Page:
Vu la procédure suivante :
Procédure contentieuse antérieure :
M. B...A...a demandé au Tribunal administratif de Cergy-Pontoise d'annuler l'arrêté du 2 mai 2016 par lequel le préfet des Hauts-de-Seine a refusé de lui renouveler un titre de séjour, l'a obligé à quitter le territoire français dans un délai de trente jours et a fixé le pays de renvoi et de condamner l'Etat à lui verser une somme de 10 500 euros en réparation des préjudices subis.
Par un jugement n° 1610498 du 16 mars 2017, le Tribunal administratif de
Cergy-Pontoise a rejeté sa demande.
Procédure devant la Cour :
Par une requête, enregistrée le 18 avril 2017, et un mémoire en réplique enregistré le 18 août 2017, M.A..., représenté par Me Bouchmal, avocat, demande à la Cour :
1° d'annuler ce jugement ;
2° d'annuler l'arrêté du 2 mai 2016 du préfet des Hauts-de-Seine ;
3° d'enjoindre au préfet compétent de lui délivrer un titre de séjour dans un délai de quinze jours suivant la notification de l'arrêt à intervenir, sous astreinte de 100 euros par jour de retard ; à défaut, enjoindre au préfet, de réexaminer sa demande et de lui délivrer une autorisation provisoire de séjour dans les mêmes conditions de délai et d'astreinte ;
4° de condamner l'Etat à lui payer la somme de 4 000 euros au titre de la réparation du préjudice résultant des troubles dans ses conditions d'existence ;
5° mettre à la charge de l'Etat le versement de la somme de 1 500 euros sur le fondement de l'article L. 761-1 du code de justice administrative.

Tâches demandées:
[1] Répondez à ces questions d'après la page :
(a) De quelle date est l'arrêté du préfet des Hauts-de-Seine ?
(b) Quels sont le numéro et la date du jugement du Tribunal administratif de Cergy-Pontoise ?
(c) Qui représente M. A... devant la Cour ?
[2] Relevez toutes les sommes en euros mentionnées dans la page.

Données fournies:
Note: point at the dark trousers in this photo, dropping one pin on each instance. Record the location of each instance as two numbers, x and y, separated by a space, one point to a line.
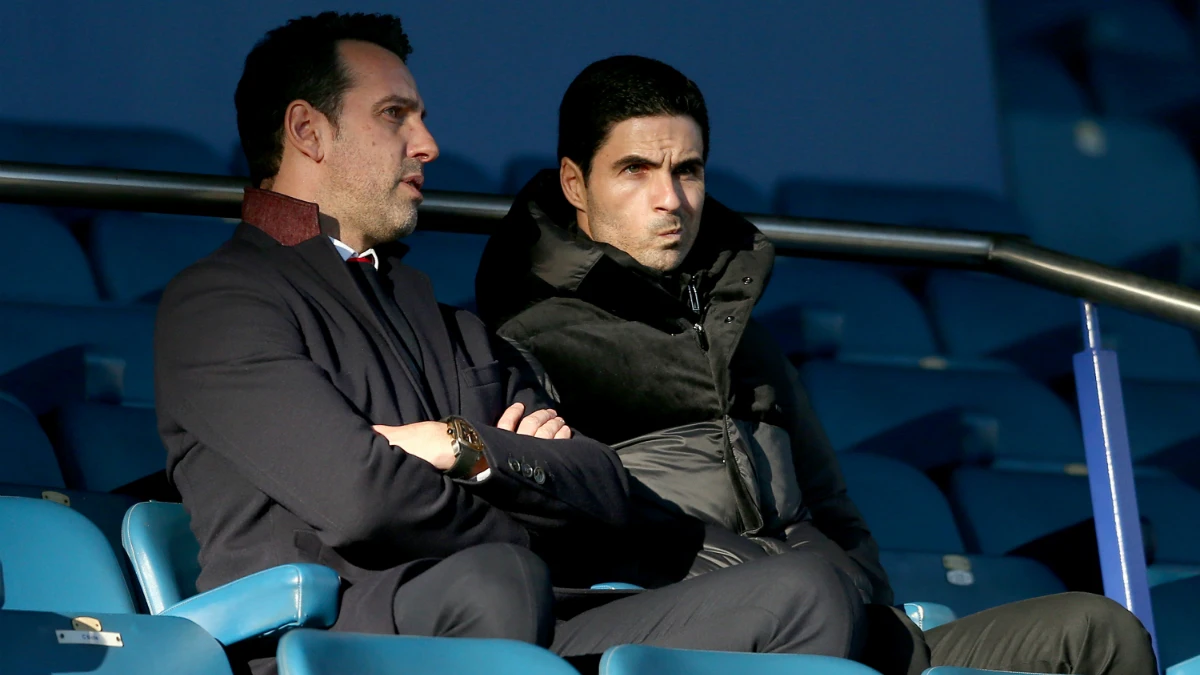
791 604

Réponses rédigées:
[1]
(a) Du 2 mai 2016.
(b) Le jugement n° 1610498 du 16 mars 2017.
(c) Me Bouchmal, avocat.

[2] 10 500 euros, 100 euros par jour de retard, 4 000 euros, 1 500 euros